**Problem to work on:**
Please restate, word for word, each line from the one containing "Place a dot on every instance of the student" through the end of the entries below.

**Exercise data:**
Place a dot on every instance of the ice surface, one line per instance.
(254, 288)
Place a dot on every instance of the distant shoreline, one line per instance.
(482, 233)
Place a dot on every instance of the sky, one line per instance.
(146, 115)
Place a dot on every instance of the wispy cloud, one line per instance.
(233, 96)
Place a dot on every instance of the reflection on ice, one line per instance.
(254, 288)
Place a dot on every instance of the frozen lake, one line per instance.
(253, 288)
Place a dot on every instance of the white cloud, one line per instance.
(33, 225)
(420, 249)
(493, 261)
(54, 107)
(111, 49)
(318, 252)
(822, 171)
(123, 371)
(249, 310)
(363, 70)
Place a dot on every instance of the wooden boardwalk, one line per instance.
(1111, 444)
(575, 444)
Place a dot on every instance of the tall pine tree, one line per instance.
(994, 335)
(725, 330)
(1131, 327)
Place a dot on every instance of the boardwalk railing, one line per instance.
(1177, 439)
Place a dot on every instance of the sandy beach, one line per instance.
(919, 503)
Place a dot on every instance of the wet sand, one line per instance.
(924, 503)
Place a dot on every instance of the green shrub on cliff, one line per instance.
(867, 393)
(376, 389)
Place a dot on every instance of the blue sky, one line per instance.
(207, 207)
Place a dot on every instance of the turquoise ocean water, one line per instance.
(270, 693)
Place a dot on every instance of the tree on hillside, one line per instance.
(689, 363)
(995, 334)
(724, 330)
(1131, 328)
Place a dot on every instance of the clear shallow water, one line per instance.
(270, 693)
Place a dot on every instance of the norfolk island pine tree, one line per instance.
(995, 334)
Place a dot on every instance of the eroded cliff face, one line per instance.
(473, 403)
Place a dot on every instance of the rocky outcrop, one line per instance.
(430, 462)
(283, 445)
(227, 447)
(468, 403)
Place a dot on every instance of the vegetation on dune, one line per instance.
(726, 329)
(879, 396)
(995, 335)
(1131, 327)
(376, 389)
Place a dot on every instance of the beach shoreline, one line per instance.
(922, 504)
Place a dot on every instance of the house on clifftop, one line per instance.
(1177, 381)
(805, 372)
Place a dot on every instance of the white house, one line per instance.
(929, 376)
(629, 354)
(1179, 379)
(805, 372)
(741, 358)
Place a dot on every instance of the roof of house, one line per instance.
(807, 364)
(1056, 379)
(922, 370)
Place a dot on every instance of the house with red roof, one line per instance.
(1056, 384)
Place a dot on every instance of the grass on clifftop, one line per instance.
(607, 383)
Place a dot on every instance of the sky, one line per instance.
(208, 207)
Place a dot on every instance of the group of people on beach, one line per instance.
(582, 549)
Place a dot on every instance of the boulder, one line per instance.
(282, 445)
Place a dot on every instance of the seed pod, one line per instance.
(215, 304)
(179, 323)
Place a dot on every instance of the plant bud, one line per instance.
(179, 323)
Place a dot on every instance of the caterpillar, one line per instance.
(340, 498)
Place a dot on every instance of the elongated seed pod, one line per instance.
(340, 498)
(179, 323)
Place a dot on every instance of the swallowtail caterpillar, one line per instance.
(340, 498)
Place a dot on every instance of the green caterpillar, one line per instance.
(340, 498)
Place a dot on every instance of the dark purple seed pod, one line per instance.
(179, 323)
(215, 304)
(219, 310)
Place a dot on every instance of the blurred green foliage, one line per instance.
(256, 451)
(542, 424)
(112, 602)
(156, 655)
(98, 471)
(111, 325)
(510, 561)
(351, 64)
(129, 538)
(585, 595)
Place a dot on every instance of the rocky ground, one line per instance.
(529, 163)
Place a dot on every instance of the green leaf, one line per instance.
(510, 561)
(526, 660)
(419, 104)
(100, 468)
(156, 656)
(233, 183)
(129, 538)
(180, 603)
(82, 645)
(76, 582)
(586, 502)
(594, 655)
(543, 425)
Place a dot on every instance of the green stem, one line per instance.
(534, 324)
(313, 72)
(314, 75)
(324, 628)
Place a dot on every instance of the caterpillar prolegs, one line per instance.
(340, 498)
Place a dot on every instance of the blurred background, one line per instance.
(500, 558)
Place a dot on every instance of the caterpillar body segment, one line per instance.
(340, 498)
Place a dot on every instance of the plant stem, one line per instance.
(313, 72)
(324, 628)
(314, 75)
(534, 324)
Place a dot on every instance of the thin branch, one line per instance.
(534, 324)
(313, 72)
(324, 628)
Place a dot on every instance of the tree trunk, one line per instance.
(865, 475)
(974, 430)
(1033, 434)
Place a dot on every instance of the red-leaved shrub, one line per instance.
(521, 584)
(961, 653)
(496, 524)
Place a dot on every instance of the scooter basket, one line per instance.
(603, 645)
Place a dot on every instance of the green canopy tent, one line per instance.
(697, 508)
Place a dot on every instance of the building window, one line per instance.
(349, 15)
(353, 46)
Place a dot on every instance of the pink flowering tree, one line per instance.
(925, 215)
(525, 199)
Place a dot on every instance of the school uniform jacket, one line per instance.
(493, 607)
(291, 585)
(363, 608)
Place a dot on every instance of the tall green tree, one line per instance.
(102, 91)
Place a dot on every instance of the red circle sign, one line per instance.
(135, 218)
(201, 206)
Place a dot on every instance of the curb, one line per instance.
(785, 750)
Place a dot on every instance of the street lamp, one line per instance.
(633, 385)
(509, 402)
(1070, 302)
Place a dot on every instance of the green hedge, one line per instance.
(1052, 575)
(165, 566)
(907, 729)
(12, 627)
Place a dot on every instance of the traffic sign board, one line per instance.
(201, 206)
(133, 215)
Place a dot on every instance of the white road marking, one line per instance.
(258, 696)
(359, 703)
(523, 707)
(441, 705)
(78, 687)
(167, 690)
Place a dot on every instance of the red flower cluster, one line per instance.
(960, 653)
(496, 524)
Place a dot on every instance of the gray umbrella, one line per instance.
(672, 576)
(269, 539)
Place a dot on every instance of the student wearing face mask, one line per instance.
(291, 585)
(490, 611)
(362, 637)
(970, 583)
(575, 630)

**Worked solution:**
Place a dot on every instance of the student wearing face mask, one line per instance.
(291, 585)
(490, 611)
(362, 637)
(970, 583)
(575, 630)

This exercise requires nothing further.